▸ ABOUT THIS EXERCISE:
Scan the entries below, and for each line that includes the word "pyramid", make a copy.

▸ DATA:
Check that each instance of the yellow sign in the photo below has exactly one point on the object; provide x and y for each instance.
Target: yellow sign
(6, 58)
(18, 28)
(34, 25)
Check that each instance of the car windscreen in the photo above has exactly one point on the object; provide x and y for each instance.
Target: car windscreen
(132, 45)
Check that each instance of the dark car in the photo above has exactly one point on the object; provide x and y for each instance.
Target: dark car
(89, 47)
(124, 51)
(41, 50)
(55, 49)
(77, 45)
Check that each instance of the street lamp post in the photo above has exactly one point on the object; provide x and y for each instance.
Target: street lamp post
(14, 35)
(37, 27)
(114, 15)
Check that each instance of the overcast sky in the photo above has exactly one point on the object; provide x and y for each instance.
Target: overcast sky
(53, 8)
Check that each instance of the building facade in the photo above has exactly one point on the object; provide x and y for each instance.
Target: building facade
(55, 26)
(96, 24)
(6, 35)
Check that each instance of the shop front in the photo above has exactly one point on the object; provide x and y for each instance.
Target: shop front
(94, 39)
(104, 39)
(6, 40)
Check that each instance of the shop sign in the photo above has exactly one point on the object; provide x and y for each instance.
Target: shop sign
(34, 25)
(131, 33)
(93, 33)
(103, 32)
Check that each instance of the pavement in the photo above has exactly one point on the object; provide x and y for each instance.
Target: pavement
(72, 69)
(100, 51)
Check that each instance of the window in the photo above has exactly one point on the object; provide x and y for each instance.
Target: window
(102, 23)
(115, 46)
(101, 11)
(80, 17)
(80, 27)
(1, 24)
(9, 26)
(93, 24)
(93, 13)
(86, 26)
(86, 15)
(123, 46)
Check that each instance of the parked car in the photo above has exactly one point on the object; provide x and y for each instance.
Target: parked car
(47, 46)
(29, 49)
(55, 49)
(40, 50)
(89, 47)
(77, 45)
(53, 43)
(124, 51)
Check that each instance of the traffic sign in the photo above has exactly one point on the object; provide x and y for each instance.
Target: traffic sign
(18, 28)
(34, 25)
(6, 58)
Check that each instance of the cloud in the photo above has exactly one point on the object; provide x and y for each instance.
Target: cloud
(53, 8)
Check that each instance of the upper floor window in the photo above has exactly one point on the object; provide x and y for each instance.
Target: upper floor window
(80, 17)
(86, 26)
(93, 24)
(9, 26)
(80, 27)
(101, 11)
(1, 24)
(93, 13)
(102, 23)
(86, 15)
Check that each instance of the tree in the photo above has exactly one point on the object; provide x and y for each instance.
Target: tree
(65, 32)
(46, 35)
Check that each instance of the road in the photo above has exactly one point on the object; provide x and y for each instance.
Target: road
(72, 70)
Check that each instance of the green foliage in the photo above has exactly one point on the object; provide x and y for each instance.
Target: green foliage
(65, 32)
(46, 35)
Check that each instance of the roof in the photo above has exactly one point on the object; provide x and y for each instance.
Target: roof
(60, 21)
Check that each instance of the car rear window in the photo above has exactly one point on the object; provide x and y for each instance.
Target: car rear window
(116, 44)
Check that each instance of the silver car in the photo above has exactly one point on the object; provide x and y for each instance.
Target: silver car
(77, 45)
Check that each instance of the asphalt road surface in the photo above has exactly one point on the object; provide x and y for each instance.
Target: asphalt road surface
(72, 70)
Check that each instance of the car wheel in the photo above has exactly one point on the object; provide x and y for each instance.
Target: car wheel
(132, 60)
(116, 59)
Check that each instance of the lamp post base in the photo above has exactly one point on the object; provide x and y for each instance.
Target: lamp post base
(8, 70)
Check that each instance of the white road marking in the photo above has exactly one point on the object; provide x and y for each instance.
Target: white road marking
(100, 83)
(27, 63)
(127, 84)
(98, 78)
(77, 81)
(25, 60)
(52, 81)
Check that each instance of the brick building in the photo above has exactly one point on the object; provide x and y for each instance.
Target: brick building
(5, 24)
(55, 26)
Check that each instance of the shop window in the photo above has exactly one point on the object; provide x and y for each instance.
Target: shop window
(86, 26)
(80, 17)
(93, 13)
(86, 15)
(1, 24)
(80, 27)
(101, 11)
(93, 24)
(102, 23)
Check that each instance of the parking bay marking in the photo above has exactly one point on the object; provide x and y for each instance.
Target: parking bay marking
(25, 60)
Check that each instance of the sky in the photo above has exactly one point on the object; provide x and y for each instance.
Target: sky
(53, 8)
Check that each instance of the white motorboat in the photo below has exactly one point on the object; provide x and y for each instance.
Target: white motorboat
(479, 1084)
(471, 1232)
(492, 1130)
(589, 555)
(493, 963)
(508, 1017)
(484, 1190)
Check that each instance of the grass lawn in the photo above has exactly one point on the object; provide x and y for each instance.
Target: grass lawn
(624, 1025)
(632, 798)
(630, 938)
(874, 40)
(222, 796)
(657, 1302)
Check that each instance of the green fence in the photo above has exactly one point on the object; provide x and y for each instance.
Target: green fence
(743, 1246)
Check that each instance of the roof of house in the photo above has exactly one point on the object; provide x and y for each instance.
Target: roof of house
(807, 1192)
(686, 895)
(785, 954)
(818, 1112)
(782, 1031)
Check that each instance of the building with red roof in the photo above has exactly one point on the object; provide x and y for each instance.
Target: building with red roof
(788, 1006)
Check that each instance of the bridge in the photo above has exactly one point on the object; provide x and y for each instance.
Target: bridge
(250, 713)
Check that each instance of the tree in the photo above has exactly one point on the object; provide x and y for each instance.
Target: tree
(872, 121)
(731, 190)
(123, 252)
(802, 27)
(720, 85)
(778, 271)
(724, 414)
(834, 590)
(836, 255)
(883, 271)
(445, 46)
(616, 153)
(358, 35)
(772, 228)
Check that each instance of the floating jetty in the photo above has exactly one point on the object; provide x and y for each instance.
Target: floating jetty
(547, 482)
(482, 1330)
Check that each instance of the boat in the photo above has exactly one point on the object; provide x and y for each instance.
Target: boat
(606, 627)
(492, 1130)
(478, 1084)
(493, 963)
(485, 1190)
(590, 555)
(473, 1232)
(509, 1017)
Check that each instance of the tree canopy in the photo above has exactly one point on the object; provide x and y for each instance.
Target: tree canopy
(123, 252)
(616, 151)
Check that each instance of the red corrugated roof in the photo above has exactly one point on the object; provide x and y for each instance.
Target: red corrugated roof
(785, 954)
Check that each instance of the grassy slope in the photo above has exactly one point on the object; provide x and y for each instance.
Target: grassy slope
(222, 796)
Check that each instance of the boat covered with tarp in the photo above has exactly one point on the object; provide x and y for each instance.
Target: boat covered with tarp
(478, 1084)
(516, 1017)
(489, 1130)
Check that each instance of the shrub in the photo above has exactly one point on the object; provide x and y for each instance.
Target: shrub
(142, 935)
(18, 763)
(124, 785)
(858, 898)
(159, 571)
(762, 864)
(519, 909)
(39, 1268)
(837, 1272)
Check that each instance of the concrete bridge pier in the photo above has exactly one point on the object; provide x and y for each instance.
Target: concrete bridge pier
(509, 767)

* * *

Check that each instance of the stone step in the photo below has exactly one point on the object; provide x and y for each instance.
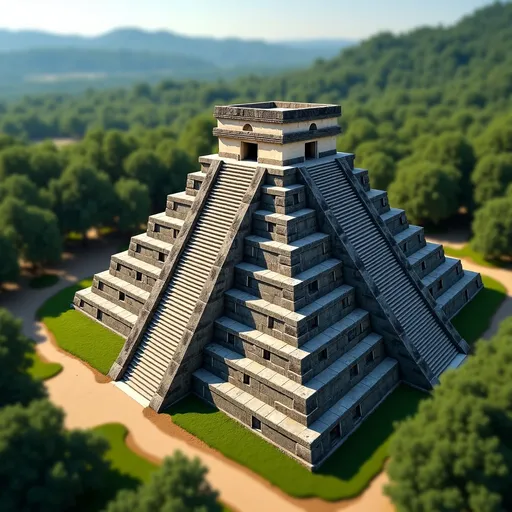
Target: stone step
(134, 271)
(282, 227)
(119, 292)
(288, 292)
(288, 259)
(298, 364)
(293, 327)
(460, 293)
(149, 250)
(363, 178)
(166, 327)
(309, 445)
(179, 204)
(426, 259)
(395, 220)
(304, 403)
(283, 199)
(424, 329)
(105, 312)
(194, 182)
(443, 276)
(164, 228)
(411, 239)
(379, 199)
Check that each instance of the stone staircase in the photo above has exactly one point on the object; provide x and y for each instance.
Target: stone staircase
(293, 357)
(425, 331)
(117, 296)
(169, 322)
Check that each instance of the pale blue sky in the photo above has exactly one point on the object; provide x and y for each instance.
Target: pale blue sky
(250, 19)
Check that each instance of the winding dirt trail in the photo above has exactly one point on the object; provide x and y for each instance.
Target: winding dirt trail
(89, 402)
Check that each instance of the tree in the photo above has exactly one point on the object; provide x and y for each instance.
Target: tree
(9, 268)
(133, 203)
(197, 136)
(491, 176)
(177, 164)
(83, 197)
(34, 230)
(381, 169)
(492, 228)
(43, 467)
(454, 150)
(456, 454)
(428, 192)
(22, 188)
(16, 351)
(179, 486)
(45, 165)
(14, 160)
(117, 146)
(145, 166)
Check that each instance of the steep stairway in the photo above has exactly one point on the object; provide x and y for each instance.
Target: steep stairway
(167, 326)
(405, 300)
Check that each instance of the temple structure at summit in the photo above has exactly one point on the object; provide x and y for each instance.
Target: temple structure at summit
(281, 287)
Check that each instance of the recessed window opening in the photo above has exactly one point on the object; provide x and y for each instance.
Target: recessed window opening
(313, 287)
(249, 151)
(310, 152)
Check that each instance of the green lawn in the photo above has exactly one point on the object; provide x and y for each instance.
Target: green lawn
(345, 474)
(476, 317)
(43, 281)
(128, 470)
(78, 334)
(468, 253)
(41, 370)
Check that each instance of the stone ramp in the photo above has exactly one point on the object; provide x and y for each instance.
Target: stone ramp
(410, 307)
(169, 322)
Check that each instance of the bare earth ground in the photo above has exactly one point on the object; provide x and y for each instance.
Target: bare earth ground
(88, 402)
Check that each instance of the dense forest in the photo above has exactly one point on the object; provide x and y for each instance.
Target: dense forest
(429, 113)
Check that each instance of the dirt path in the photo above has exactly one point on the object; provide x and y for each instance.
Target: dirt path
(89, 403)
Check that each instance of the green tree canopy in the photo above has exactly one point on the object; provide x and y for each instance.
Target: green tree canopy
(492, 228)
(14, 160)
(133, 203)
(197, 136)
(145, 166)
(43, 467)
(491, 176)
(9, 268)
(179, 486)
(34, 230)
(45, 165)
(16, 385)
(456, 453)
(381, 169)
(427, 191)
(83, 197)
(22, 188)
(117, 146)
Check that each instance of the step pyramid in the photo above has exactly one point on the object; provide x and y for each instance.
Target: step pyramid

▸ RESPONSE BOX:
Check that each instance of the step pyramid in the photo above has exactly one point on the object; provide x and y for each instance.
Target: step pyramid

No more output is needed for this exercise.